Directions –
Can you reproduce the records below word for word, with no changes?

Information given –
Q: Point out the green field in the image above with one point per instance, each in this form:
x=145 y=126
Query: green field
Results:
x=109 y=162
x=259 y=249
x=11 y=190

Result of this exercise –
Q: Point out the green field in the image above with one point per instance, each in this form:
x=145 y=126
Query: green field
Results:
x=109 y=162
x=259 y=249
x=11 y=190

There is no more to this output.